Tujuan: Ubah seluruh materi berikut menjadi CSV dua kolom bernama masukan dan keluaran, dengan satu baris untuk setiap pasangan teks dan jawabannya. Setiap nilai ditulis dalam satu field berkutip, dan setiap pergantian baris di dalamnya diganti spasi.

(Entri tersimpan)
┌──

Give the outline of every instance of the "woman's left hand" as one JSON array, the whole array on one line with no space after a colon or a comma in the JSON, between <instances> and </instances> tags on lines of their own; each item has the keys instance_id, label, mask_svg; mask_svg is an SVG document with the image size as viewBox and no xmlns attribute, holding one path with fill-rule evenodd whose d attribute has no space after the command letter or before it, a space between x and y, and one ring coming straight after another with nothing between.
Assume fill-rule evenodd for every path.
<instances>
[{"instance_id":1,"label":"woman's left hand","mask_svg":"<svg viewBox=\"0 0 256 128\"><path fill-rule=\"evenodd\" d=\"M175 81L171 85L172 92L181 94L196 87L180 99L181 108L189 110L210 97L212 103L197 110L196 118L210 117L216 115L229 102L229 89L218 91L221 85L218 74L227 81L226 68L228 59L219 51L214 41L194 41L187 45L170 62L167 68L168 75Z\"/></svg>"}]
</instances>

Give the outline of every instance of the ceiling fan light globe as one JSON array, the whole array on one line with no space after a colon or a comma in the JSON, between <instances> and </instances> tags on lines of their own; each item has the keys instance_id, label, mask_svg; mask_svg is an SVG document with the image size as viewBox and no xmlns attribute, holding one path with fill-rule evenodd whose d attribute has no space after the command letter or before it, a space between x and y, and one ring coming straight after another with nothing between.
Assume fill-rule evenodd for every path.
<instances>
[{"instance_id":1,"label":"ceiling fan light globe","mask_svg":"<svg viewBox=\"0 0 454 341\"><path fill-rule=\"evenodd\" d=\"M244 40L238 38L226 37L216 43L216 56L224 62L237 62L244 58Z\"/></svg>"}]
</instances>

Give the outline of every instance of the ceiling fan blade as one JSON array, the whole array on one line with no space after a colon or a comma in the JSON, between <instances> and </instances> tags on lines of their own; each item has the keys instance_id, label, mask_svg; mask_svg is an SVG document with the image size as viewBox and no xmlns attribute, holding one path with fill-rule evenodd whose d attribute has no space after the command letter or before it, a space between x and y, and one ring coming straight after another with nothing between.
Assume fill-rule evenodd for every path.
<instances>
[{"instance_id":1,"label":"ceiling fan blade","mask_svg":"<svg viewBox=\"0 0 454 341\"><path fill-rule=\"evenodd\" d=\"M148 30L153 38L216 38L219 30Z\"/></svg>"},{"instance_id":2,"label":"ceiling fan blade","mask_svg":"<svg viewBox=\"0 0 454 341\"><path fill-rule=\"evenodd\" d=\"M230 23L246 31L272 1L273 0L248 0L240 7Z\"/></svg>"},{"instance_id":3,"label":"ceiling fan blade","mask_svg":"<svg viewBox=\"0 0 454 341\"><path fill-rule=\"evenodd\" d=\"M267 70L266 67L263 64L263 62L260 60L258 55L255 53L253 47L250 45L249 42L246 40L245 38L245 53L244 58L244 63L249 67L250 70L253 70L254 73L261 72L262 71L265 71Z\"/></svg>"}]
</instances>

└──

Tugas selesai:
masukan,keluaran
"Give the outline of every instance of the ""woman's left hand"" as one JSON array, the whole array on one line with no space after a colon or a comma in the JSON, between <instances> and </instances> tags on lines of their own; each item has the keys instance_id, label, mask_svg; mask_svg is an SVG document with the image size as viewBox and no xmlns attribute, holding one path with fill-rule evenodd whose d attribute has no space after the command letter or before it, a space between x and y, and one ring coming straight after another with nothing between. Assume fill-rule evenodd for every path.","<instances> [{""instance_id"":1,""label"":""woman's left hand"",""mask_svg"":""<svg viewBox=\""0 0 256 128\""><path fill-rule=\""evenodd\"" d=\""M175 81L171 85L172 92L181 94L196 87L180 99L181 108L189 110L210 97L212 103L197 110L196 118L210 117L216 115L229 102L229 89L218 91L221 85L218 74L227 81L226 68L228 59L219 51L214 41L194 41L187 45L170 62L167 68L168 75Z\""/></svg>""}] </instances>"
"Give the outline of every instance of the ceiling fan light globe as one JSON array, the whole array on one line with no space after a colon or a comma in the JSON, between <instances> and </instances> tags on lines of their own; each item has the keys instance_id, label, mask_svg; mask_svg is an SVG document with the image size as viewBox and no xmlns attribute, holding one path with fill-rule evenodd whose d attribute has no space after the command letter or before it, a space between x and y, and one ring coming straight after another with nothing between. Assume fill-rule evenodd for every path.","<instances> [{""instance_id"":1,""label"":""ceiling fan light globe"",""mask_svg"":""<svg viewBox=\""0 0 454 341\""><path fill-rule=\""evenodd\"" d=\""M244 40L238 38L226 37L216 43L216 56L224 62L237 62L244 58Z\""/></svg>""}] </instances>"
"Give the outline of every instance of the ceiling fan blade as one JSON array, the whole array on one line with no space after a colon or a comma in the JSON, between <instances> and </instances> tags on lines of their own; each item has the keys instance_id, label, mask_svg; mask_svg is an SVG document with the image size as viewBox and no xmlns attribute, holding one path with fill-rule evenodd whose d attribute has no space after the command letter or before it, a space between x and y, and one ring coming straight after another with nothing between. Assume fill-rule evenodd for every path.","<instances> [{""instance_id"":1,""label"":""ceiling fan blade"",""mask_svg"":""<svg viewBox=\""0 0 454 341\""><path fill-rule=\""evenodd\"" d=\""M148 30L153 38L216 38L219 30Z\""/></svg>""},{""instance_id"":2,""label"":""ceiling fan blade"",""mask_svg"":""<svg viewBox=\""0 0 454 341\""><path fill-rule=\""evenodd\"" d=\""M230 23L246 31L272 1L273 0L248 0L240 7Z\""/></svg>""},{""instance_id"":3,""label"":""ceiling fan blade"",""mask_svg"":""<svg viewBox=\""0 0 454 341\""><path fill-rule=\""evenodd\"" d=\""M267 70L266 67L263 64L263 62L260 60L258 55L255 53L253 47L250 45L249 42L246 40L245 38L245 53L244 58L244 63L249 67L250 70L253 70L254 73L261 72L262 71L265 71Z\""/></svg>""}] </instances>"